TASK INSTRUCTIONS
A: Decide whether each statement agrees with the library description, and answer yes or no for each, quoting the deciding words: (i) FeatureSelectionUniversal is meant for both classification and regression tasks; (ii) the plot_values method is available in FeatureSelectionUniversal; (iii) n_features_to_select defaults to 3.
B: Reproduce the part of the library description starting at "Library consist of" and ending at "either !pip or !apt.".

SOURCE PASSAGE
* * * *

Library consist of two groups of Classes - Feature selectors and DFwrapper to have a deal with outliers and correlation

1. Feature selection group

The FeatureSelection calculates the importance of features based on the `Shap` library for a classification problem.
  Only works with trees for better efficiency or models based on
  gradient boosting. It is a priority to use such models as:
   
   Catboost - does not require handling of `NaN` and categories. works with `sklearn`

    NOTE: If your import is failing due to a missing package, you can
    manually install dependencies using either !pip or !apt.

            !pip install shap 
            !pip install phik
   
  https://pypi.org/project/SHFS/
  

            FeatureSelectionClf - for classification
            FeatureSelectionRegression - for regression
            FeatureSelectionUniversal - for both classification and regression tasks

  Quick start: [Collab](https://colab.research.google.com/drive/1eP6qZmxcTcsKgjLL7u_pHaM5sZc8346N?usp=sharing) and [Tutorial](https://nbviewer.org/github/ArtyKrafty/featureselectors/blob/main/Tutorial/Tutorials_ipynb_.ipynb)
        

  Parametrs. 
___
    `estimator` :   
        Supervised learning with the fit method will allow you to retrieve and select indices.
        the most important features.
    n_features_to_select: int, default = None.
        The number of features to select, the default is None.
    columns: List, default = None.
        The list of attributes of the initial set, the default is None.
    
  Methods
___
    fit - trains and identifies the most important features
    tranform - changes the original set and returns the selected attributes
    get_index - Returns the selected indexes attributes

    only for FeatureSelectionClf and FeatureSelectionRegression:

    plot_values - plotting shap values
    _estimator_type - @property method 
    get_feature_importance - Returns DataFrame FI
  Note
___
 Nan / Inf are allowed in case
    they are accepted by the fit method model
  Example use for classification
___
    cols = list(X_train.columns)
    cat_features = list(X_train_cat.select_dtypes(include=['object', 'category']).columns)
    num_features = list(X_train_cat.select_dtypes(exclude=['object', 'category']).columns)
    estimator = CatBoostClassifier(**params_cat)
    selector = FeatureSelectionClf(estimator, n_features_to_select=3, columns=cols) 
    preprocessor = ColumnTransformer (
        transformers = [

            ('std_scaler' , StandardScaler() , num_features) ,
            ('cat' , OrdinalEncoder() , cat_features),
            
            ]
    )

* * * *

DATA SHOWN

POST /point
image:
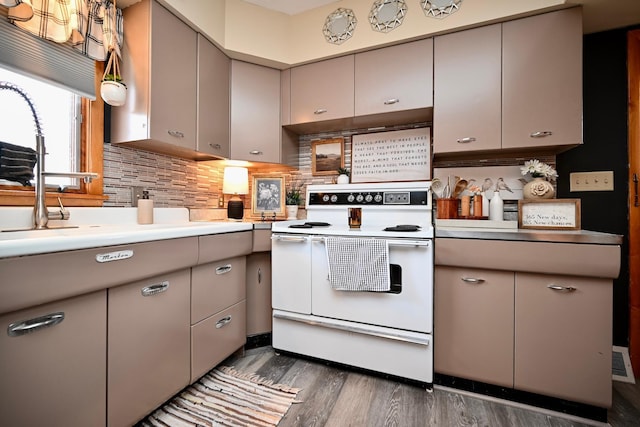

* * * *

SET OF ANSWERS
A:
(i) Yes: "FeatureSelectionUniversal - for both classification and regression tasks"
(ii) No: "only for FeatureSelectionClf and FeatureSelectionRegression:"
(iii) No: "n_features_to_select: int, default = None."

B:
Library consist of two groups of Classes - Feature selectors and DFwrapper to have a deal with outliers and correlation

1. Feature selection group

The FeatureSelection calculates the importance of features based on the `Shap` library for a classification problem.
  Only works with trees for better efficiency or models based on
  gradient boosting. It is a priority to use such models as:
   
   Catboost - does not require handling of `NaN` and categories. works with `sklearn`

    NOTE: If your import is failing due to a missing package, you can
    manually install dependencies using either !pip or !apt.